_Exercise input:_
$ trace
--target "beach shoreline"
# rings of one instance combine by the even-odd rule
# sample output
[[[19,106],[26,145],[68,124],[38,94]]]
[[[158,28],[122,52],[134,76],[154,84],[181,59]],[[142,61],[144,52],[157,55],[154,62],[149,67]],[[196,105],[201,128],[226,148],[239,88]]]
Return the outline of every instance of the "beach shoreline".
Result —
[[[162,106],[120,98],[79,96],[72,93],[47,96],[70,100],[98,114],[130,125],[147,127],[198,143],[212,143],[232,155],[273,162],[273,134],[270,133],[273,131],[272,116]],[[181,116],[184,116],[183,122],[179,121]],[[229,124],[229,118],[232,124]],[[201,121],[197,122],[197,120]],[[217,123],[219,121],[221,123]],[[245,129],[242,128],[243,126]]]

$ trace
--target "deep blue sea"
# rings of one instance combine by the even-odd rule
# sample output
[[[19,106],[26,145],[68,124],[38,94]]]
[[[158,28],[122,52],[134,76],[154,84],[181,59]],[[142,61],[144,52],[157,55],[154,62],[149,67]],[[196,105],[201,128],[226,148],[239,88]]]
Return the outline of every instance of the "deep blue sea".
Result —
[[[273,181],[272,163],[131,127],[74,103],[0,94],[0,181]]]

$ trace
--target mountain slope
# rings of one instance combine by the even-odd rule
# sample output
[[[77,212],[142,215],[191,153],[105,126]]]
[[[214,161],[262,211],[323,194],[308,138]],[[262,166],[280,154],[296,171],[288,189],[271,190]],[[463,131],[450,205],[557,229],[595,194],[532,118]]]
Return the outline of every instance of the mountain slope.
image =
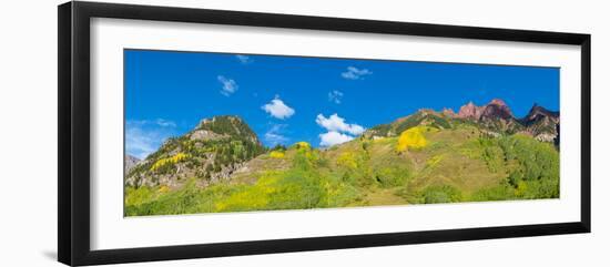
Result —
[[[556,198],[558,146],[539,137],[552,134],[552,126],[559,127],[558,113],[535,105],[526,117],[516,119],[502,101],[495,100],[485,106],[467,104],[458,113],[420,110],[332,147],[298,142],[266,151],[240,119],[204,120],[144,161],[184,153],[187,156],[170,172],[173,176],[156,170],[131,173],[140,182],[128,183],[125,214]],[[251,144],[253,153],[235,156],[242,151],[231,146],[235,141]],[[197,143],[205,153],[189,148]],[[226,150],[231,153],[221,153],[220,147],[231,147]],[[231,161],[220,164],[220,170],[192,175],[227,156]],[[192,158],[199,163],[189,167]],[[160,182],[150,183],[148,177]]]
[[[244,162],[264,152],[256,134],[237,116],[203,120],[183,136],[167,140],[132,168],[128,186],[179,187],[196,177],[201,186],[226,179]]]

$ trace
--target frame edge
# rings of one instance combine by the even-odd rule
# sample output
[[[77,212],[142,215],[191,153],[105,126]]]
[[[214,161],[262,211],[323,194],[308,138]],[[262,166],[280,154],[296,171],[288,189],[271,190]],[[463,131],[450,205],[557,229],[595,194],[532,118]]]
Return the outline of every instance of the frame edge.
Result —
[[[98,10],[96,8],[101,8]],[[118,9],[120,12],[112,12]],[[144,10],[139,12],[139,9]],[[552,33],[537,31],[519,31],[491,28],[456,27],[419,24],[409,22],[383,22],[342,18],[321,18],[305,16],[286,16],[268,13],[251,13],[241,11],[214,11],[200,10],[210,18],[186,16],[180,18],[181,13],[194,12],[197,9],[171,7],[171,12],[163,12],[163,7],[130,6],[116,3],[93,3],[93,2],[67,2],[58,7],[58,260],[67,265],[96,265],[119,264],[134,261],[156,261],[171,259],[225,257],[254,254],[294,253],[326,249],[347,249],[360,247],[395,246],[441,242],[482,240],[495,238],[528,237],[558,234],[590,233],[590,35],[580,33]],[[114,10],[116,11],[116,10]],[[228,13],[228,18],[223,18]],[[217,20],[216,23],[230,24],[226,21],[236,16],[252,17],[238,21],[236,24],[246,24],[255,21],[254,17],[261,16],[262,22],[279,18],[294,17],[288,25],[284,28],[298,29],[299,21],[308,21],[309,29],[327,27],[327,30],[344,30],[344,28],[368,24],[370,28],[362,32],[374,32],[383,27],[390,27],[388,34],[406,34],[403,31],[413,31],[411,35],[446,35],[448,32],[461,35],[457,38],[494,40],[510,39],[510,34],[517,34],[519,40],[525,42],[542,43],[569,43],[581,45],[581,220],[572,223],[502,226],[489,228],[448,229],[434,232],[410,232],[410,233],[383,233],[359,236],[326,236],[315,238],[296,238],[278,240],[237,242],[224,244],[200,244],[184,246],[163,246],[126,248],[110,250],[91,250],[90,227],[89,227],[89,162],[80,156],[89,155],[90,148],[82,145],[89,142],[89,21],[90,17],[108,18],[131,18],[149,20],[192,21]],[[321,19],[319,22],[312,22],[312,19]],[[301,19],[301,20],[299,20]],[[333,25],[325,22],[335,21]],[[324,22],[324,23],[322,23]],[[340,23],[339,23],[340,22]],[[205,22],[203,22],[205,23]],[[210,23],[210,21],[207,21]],[[304,23],[304,22],[303,22]],[[399,25],[406,30],[400,30]],[[407,27],[408,25],[408,27]],[[433,27],[438,31],[435,33],[421,33],[426,27]],[[468,33],[474,30],[476,33]],[[349,31],[349,30],[347,30]],[[352,30],[354,31],[354,30]],[[356,30],[358,31],[358,30]],[[555,34],[558,34],[553,37]],[[456,38],[454,35],[454,38]],[[85,102],[83,102],[85,101]],[[83,107],[87,107],[84,110]],[[75,113],[82,111],[82,113]],[[79,156],[80,155],[80,156]],[[87,157],[89,158],[89,157]],[[77,162],[82,164],[77,164]],[[85,191],[83,191],[85,189]],[[87,234],[87,235],[85,235]]]
[[[58,6],[58,261],[72,264],[72,3]]]

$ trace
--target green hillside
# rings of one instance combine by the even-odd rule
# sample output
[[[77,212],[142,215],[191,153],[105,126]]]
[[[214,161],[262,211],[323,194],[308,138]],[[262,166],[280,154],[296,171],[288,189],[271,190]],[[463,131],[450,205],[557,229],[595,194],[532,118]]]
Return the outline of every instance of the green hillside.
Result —
[[[553,143],[517,127],[490,132],[489,121],[419,112],[323,150],[265,150],[241,119],[222,121],[136,165],[125,216],[559,197]]]

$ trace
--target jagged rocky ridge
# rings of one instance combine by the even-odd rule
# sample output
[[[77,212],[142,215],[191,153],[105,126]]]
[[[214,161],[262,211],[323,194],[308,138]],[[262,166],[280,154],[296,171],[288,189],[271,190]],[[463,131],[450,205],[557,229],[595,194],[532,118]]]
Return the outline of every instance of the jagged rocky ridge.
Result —
[[[243,164],[265,151],[256,134],[238,116],[205,119],[183,136],[167,140],[132,167],[129,186],[180,187],[187,178],[201,186],[227,179]]]
[[[519,133],[559,146],[558,112],[535,104],[525,117],[517,119],[501,100],[492,100],[482,106],[470,102],[457,113],[450,109],[440,112],[423,109],[393,123],[374,126],[363,133],[362,137],[396,137],[419,125],[450,130],[460,124],[472,125],[481,134],[491,137]],[[284,160],[261,157],[265,152],[256,134],[241,117],[227,115],[205,119],[183,136],[167,140],[145,160],[138,161],[128,155],[125,185],[179,188],[194,177],[200,187],[206,187],[217,182],[232,181],[234,176],[245,175],[261,166],[271,170],[288,167],[289,164]]]
[[[444,109],[441,112],[423,109],[393,123],[372,127],[364,135],[373,138],[390,137],[397,136],[403,131],[416,125],[451,129],[458,123],[474,124],[486,134],[494,136],[522,133],[538,141],[556,144],[558,144],[559,138],[559,112],[548,111],[535,104],[525,117],[518,119],[515,117],[510,107],[499,99],[481,106],[469,102],[462,105],[458,113],[455,113],[451,109]]]

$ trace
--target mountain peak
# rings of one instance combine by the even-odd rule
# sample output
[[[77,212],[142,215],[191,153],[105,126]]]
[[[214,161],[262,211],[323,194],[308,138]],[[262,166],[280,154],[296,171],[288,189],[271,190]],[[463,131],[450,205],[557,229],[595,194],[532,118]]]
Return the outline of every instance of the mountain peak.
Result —
[[[494,99],[487,105],[477,106],[472,101],[459,109],[457,117],[460,119],[512,119],[512,112],[501,99]]]
[[[487,105],[499,105],[499,106],[507,106],[506,105],[506,102],[501,99],[494,99],[491,100],[491,102],[489,102],[489,104]]]

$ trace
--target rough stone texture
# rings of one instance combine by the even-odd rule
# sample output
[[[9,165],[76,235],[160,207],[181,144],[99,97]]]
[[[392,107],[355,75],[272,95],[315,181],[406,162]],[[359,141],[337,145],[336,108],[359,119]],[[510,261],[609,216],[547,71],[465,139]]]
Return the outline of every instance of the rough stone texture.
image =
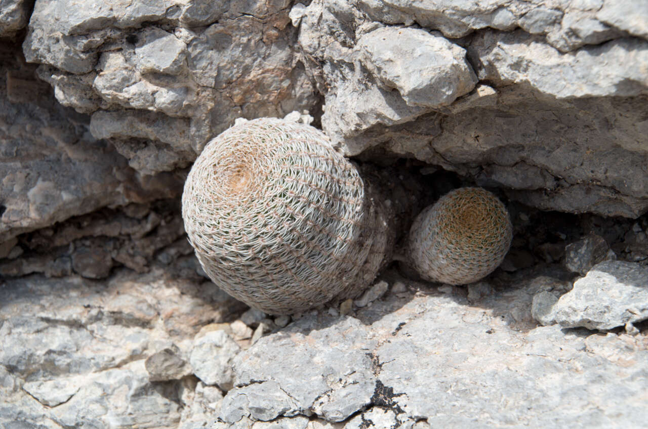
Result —
[[[627,31],[646,37],[645,0],[631,3],[614,0],[464,0],[411,2],[360,0],[371,19],[389,24],[415,22],[439,30],[449,38],[466,36],[485,28],[512,30],[520,27],[532,34],[546,36],[554,47],[568,51],[597,44]]]
[[[623,6],[602,1],[358,5],[316,0],[295,6],[290,16],[299,26],[307,69],[324,94],[323,128],[345,153],[378,146],[505,188],[510,198],[542,209],[632,218],[648,209],[642,143],[648,41],[600,21],[605,16],[612,22]],[[470,73],[479,78],[472,92],[450,106],[421,107],[406,86],[389,84],[388,72],[377,69],[380,54],[372,61],[359,54],[389,51],[372,34],[393,34],[389,40],[422,34],[382,28],[413,22],[432,30],[425,36],[430,40],[439,38],[437,30],[459,37],[483,29],[454,40],[467,49]],[[647,28],[640,18],[634,22]],[[522,29],[494,30],[516,26]],[[393,64],[416,65],[394,56]],[[472,87],[469,82],[465,87]]]
[[[163,200],[152,207],[131,204],[104,209],[23,234],[19,240],[7,242],[13,248],[6,260],[0,260],[0,275],[64,277],[76,273],[100,279],[110,275],[115,266],[144,273],[159,262],[181,276],[200,279],[199,264],[183,237],[179,207],[174,207],[176,203]],[[12,258],[12,253],[22,257]]]
[[[648,93],[648,41],[621,38],[562,53],[524,32],[488,31],[471,43],[480,80],[515,84],[557,99],[634,97]],[[605,58],[601,63],[601,58]],[[605,64],[624,64],[607,67]]]
[[[181,383],[154,382],[145,362],[176,347],[187,353],[200,326],[236,306],[217,289],[159,269],[122,270],[105,282],[5,281],[0,426],[178,427]]]
[[[62,108],[20,54],[0,45],[0,242],[106,205],[176,196],[174,174],[143,178],[88,118]]]
[[[25,57],[46,65],[40,75],[57,99],[92,113],[93,135],[118,141],[144,174],[186,166],[237,117],[314,104],[287,2],[80,4],[37,0]]]
[[[196,336],[189,362],[194,373],[205,384],[217,384],[223,390],[232,388],[232,360],[240,347],[223,330],[213,330]]]
[[[29,8],[26,0],[0,0],[0,38],[14,36],[27,25]]]
[[[0,0],[0,426],[645,426],[645,0],[305,3]],[[306,110],[435,197],[503,190],[503,270],[242,314],[160,199],[237,118]],[[636,264],[572,293],[560,249],[590,234]],[[626,333],[555,325],[572,297],[559,321]],[[189,373],[205,326],[240,332],[229,392]]]
[[[148,378],[151,381],[179,380],[191,373],[187,361],[182,358],[175,344],[151,354],[145,361]]]
[[[305,316],[237,357],[237,387],[216,427],[268,418],[282,427],[314,413],[305,427],[332,428],[326,422],[353,410],[360,412],[344,428],[419,427],[422,419],[431,427],[474,427],[472,416],[483,427],[640,427],[648,417],[640,399],[645,333],[535,327],[520,312],[546,284],[472,305],[453,292],[428,292],[389,296],[359,319]]]
[[[612,329],[648,319],[648,268],[607,261],[595,265],[552,309],[566,327]]]
[[[592,234],[565,247],[564,266],[568,270],[585,275],[592,267],[616,255],[600,235]]]

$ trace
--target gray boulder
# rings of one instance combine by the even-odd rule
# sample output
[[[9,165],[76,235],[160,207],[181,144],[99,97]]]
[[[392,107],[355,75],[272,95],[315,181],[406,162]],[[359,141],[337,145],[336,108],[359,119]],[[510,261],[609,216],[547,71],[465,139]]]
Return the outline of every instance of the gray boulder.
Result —
[[[648,319],[648,268],[607,261],[574,282],[553,305],[557,322],[569,328],[612,329]]]

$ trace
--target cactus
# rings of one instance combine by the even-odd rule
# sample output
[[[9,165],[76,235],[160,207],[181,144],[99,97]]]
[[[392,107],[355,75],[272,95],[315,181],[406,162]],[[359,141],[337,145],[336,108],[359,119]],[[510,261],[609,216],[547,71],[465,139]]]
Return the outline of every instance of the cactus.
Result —
[[[324,134],[271,118],[207,144],[187,177],[182,216],[214,283],[272,314],[355,296],[390,237],[381,206]]]
[[[410,231],[410,260],[426,280],[465,284],[492,272],[513,238],[504,205],[482,188],[455,189],[426,208]]]

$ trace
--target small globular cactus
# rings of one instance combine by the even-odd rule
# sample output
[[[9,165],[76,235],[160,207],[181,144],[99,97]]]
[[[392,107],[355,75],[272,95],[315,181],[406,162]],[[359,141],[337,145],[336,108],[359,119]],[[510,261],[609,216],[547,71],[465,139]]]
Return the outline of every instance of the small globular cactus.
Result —
[[[461,188],[415,220],[409,259],[426,280],[466,284],[502,263],[512,238],[508,211],[497,197],[482,188]]]
[[[209,278],[272,314],[353,297],[390,241],[356,167],[316,128],[262,118],[211,140],[182,196],[189,241]]]

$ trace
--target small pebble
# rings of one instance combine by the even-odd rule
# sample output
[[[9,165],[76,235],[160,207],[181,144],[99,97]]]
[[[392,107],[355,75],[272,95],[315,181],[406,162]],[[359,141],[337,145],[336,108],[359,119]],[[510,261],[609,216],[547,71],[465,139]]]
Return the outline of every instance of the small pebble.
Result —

_What the task asks:_
Filter the listing above and copy out every line that contains the string "shoreline".

_Response for this exercise:_
--target "beach shoreline"
Return the outline of every instance of the "beach shoreline".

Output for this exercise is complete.